▶ **Material for this task**
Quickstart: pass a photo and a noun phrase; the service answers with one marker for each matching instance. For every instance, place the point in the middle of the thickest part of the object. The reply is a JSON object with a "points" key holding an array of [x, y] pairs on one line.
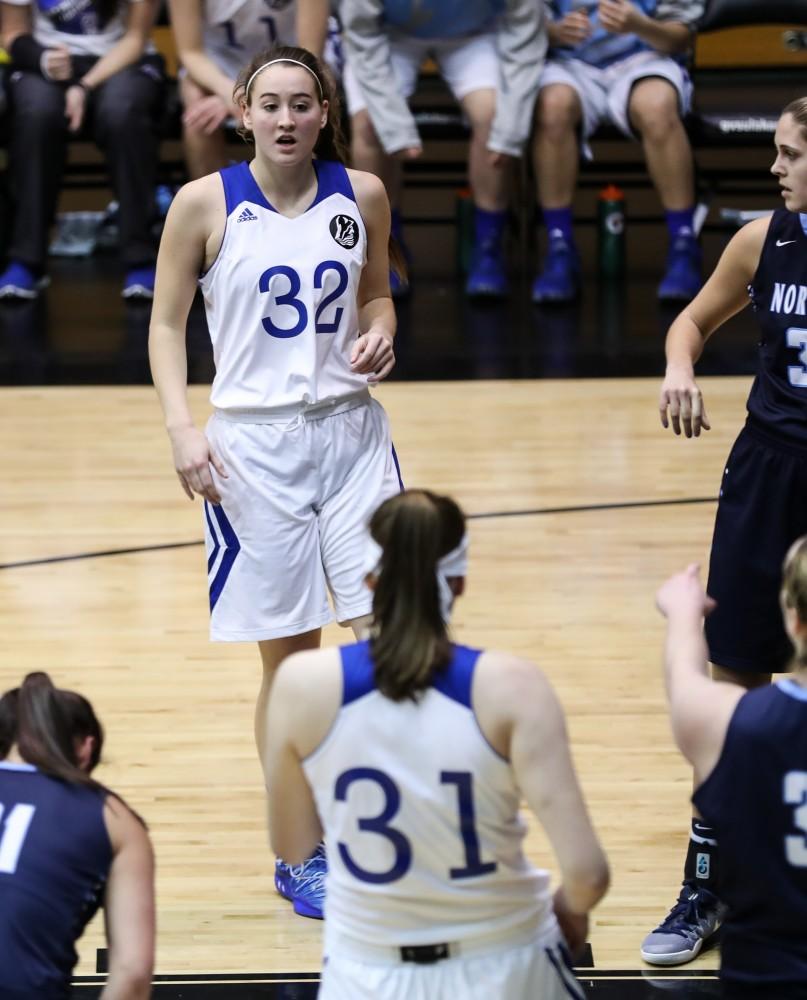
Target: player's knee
{"points": [[556, 110], [363, 133]]}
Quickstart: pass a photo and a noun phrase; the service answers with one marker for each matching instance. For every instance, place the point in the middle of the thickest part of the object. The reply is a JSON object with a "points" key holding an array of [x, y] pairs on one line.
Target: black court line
{"points": [[634, 984], [486, 515]]}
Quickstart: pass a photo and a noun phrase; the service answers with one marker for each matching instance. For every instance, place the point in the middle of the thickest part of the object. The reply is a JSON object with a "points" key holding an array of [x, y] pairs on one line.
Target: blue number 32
{"points": [[290, 298], [380, 825]]}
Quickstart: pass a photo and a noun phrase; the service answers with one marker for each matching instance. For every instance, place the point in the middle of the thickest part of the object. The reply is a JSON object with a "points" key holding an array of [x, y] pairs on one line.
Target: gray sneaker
{"points": [[680, 936]]}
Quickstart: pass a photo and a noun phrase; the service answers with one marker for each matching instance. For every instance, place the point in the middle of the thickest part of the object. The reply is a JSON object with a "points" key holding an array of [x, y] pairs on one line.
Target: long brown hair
{"points": [[794, 589], [331, 142], [409, 639], [798, 109], [45, 723]]}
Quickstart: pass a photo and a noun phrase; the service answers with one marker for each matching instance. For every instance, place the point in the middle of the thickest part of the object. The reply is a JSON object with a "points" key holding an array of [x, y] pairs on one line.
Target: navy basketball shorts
{"points": [[762, 510]]}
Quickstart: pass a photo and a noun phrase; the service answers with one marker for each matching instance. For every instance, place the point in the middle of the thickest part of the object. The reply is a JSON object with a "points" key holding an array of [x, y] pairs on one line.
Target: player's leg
{"points": [[471, 70], [205, 152], [761, 506], [366, 149], [555, 156], [655, 107], [364, 474]]}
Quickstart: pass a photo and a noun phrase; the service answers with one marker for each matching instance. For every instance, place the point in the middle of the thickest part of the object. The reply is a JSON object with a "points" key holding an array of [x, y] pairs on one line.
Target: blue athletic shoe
{"points": [[18, 281], [695, 917], [560, 279], [487, 276], [682, 279], [139, 283], [304, 885]]}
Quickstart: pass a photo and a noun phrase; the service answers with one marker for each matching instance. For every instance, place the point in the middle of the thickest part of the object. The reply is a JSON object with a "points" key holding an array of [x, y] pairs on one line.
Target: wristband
{"points": [[27, 53]]}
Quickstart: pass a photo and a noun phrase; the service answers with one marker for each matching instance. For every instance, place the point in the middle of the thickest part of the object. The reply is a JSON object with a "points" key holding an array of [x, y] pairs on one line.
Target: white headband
{"points": [[271, 62], [453, 564]]}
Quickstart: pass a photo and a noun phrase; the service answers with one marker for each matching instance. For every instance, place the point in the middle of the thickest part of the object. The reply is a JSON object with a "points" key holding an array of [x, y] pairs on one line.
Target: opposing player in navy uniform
{"points": [[749, 752], [763, 495], [67, 846], [412, 754], [291, 254]]}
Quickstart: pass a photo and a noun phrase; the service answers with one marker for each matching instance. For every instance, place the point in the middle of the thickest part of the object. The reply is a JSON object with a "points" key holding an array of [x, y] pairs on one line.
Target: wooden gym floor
{"points": [[580, 505]]}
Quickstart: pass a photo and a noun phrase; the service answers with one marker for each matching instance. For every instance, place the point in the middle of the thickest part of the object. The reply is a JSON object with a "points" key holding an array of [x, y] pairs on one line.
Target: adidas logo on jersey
{"points": [[345, 231]]}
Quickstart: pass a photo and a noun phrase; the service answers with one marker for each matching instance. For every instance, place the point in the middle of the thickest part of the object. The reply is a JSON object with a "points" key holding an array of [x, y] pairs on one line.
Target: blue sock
{"points": [[558, 222], [488, 227], [678, 221]]}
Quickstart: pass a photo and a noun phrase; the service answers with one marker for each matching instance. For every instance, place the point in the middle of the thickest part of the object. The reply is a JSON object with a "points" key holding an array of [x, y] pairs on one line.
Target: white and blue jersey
{"points": [[77, 24], [236, 30], [55, 857], [442, 18], [756, 800], [281, 297], [421, 816], [603, 48]]}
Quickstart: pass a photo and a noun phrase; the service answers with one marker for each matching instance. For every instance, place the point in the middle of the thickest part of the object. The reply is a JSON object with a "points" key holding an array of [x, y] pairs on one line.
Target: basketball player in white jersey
{"points": [[412, 753], [290, 252], [214, 38]]}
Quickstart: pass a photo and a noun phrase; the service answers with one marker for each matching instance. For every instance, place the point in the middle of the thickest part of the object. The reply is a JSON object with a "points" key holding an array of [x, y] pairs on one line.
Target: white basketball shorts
{"points": [[466, 64], [604, 93], [292, 523], [525, 972]]}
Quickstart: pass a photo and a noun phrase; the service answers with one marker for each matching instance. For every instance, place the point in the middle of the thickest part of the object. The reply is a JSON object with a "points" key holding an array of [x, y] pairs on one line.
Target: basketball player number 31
{"points": [[289, 298], [380, 825]]}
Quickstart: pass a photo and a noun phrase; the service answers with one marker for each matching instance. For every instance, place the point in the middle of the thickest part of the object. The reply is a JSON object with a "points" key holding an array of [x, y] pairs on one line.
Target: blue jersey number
{"points": [[289, 298], [13, 828], [380, 824], [795, 794]]}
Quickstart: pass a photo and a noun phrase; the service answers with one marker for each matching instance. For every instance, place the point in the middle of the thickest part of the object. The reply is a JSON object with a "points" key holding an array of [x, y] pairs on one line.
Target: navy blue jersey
{"points": [[756, 799], [55, 856], [778, 398]]}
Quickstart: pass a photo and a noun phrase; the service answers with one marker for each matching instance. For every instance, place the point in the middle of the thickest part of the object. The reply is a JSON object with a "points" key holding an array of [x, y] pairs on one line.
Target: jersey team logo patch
{"points": [[345, 231]]}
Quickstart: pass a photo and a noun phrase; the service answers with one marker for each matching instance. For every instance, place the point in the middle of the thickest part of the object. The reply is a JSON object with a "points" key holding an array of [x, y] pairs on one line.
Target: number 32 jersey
{"points": [[281, 297], [421, 817]]}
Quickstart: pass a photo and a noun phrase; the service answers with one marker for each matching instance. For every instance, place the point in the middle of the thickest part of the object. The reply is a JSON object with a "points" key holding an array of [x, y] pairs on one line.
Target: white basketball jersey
{"points": [[281, 295], [422, 828], [236, 30]]}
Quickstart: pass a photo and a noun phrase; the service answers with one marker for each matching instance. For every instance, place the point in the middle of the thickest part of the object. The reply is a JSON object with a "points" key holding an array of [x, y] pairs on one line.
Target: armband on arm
{"points": [[27, 53]]}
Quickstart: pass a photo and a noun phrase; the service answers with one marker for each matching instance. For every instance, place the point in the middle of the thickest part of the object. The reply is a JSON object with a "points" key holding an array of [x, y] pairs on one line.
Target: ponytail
{"points": [[794, 589], [409, 639], [45, 722]]}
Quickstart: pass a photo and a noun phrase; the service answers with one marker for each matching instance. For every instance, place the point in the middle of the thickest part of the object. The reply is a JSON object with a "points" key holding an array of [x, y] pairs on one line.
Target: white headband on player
{"points": [[453, 564], [272, 62]]}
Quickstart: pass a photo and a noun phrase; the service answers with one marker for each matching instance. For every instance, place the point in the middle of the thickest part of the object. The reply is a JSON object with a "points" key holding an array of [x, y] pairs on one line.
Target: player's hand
{"points": [[684, 593], [372, 355], [57, 63], [75, 104], [572, 29], [207, 114], [618, 16], [574, 926], [682, 397], [193, 458]]}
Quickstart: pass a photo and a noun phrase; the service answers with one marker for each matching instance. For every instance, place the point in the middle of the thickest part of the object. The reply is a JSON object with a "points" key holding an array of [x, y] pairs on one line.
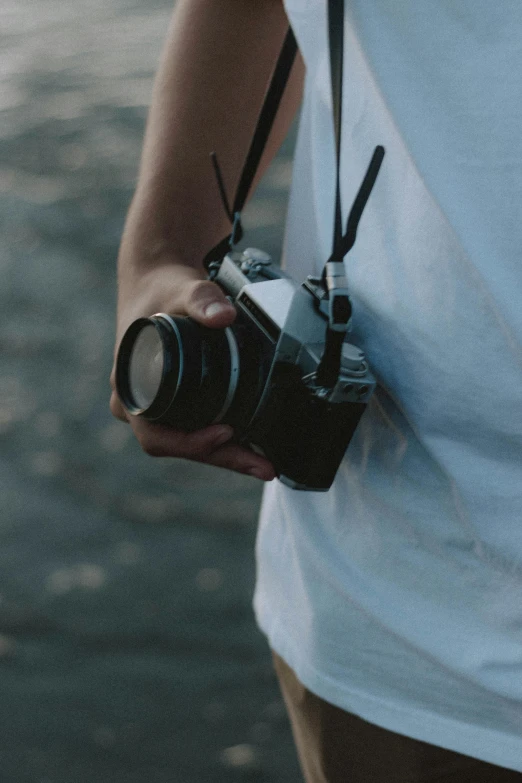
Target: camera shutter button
{"points": [[257, 256], [352, 358]]}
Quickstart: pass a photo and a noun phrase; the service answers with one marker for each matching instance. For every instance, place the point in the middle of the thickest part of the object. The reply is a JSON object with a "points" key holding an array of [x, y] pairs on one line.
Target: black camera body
{"points": [[260, 375]]}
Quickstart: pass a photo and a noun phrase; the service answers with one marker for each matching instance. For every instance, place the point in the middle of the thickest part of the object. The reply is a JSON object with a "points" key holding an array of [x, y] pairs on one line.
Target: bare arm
{"points": [[208, 91]]}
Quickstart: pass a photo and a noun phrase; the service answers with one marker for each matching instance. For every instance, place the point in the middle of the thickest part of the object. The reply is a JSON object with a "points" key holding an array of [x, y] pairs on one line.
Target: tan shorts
{"points": [[336, 747]]}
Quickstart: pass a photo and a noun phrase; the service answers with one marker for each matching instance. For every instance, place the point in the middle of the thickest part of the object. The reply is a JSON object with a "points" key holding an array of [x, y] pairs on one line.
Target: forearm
{"points": [[208, 91]]}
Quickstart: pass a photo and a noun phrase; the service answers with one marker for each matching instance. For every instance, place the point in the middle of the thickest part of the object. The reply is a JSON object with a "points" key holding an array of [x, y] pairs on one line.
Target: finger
{"points": [[233, 457], [206, 303], [160, 441]]}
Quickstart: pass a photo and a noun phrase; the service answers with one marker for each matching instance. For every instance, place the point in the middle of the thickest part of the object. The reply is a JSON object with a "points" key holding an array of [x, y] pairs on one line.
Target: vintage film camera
{"points": [[283, 374], [262, 375]]}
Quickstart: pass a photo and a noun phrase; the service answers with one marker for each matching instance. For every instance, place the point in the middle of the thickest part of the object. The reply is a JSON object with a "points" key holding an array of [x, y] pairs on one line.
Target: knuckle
{"points": [[199, 290]]}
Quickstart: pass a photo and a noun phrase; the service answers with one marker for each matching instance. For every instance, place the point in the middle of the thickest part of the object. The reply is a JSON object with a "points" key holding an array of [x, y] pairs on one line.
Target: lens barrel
{"points": [[176, 372]]}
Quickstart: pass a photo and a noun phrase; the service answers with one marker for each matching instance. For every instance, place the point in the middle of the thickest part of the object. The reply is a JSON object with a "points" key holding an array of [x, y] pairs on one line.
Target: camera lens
{"points": [[146, 366], [175, 371]]}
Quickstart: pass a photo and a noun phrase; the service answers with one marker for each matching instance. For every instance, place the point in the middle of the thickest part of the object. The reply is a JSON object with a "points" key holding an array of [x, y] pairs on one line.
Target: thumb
{"points": [[205, 302]]}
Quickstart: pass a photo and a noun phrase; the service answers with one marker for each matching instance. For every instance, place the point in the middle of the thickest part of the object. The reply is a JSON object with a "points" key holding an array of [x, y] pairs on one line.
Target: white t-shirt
{"points": [[398, 594]]}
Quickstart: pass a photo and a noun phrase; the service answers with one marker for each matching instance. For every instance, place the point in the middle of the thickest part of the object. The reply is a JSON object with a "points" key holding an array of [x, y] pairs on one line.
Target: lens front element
{"points": [[146, 364]]}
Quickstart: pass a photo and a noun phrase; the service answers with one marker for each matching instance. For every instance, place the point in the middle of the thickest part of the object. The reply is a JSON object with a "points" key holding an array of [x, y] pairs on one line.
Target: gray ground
{"points": [[128, 650]]}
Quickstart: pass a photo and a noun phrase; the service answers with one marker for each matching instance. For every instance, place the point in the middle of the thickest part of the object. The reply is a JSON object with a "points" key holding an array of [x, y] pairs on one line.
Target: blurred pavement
{"points": [[128, 649]]}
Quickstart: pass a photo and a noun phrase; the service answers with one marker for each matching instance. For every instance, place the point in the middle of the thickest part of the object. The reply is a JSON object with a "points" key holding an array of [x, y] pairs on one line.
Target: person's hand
{"points": [[182, 290]]}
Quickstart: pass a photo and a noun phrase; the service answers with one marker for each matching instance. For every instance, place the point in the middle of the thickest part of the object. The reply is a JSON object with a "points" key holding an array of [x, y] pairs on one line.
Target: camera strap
{"points": [[264, 125], [333, 280]]}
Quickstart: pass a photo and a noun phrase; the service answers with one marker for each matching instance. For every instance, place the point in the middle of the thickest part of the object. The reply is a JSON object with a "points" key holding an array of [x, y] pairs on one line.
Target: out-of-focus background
{"points": [[128, 649]]}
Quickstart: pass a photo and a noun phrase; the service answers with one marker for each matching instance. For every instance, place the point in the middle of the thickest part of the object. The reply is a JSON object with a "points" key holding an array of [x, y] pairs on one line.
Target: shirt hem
{"points": [[471, 740]]}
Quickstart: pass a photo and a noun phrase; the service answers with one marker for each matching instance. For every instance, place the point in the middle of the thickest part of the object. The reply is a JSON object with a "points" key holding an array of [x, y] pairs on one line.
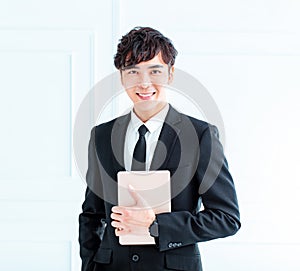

▶ **Aim of the task**
Set down, word for word, the data from its very first line through the line that contains "Target: player's knee", including that line, and leave the pictures out.

▶ **Solution to the problem**
Quickstart: pass a photo and a noun phrase; the service answers with one marker for each matching instance. For every instance, place the point in the middle of the thickest part of the object. The reply is a JSON object with a "points" key holding an array of [x, y] pairs on one line.
Target: player's knee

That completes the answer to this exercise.